# Work order:
Go through the data and count the lines holding the string "Target". Write only the number.
*** Opening Provided data ***
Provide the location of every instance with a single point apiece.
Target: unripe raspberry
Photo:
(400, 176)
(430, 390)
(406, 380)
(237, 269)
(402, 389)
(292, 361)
*** Closing Provided data ***
*** Opening Provided data ***
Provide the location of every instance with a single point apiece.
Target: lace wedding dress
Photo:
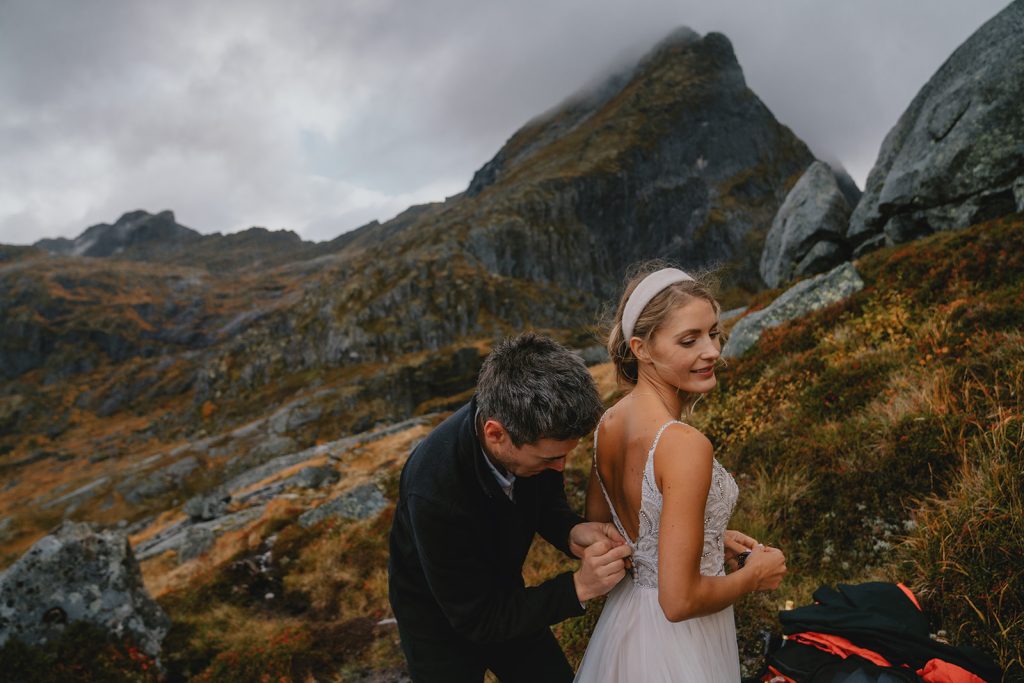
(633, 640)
*** Closing Provided data ***
# Response box:
2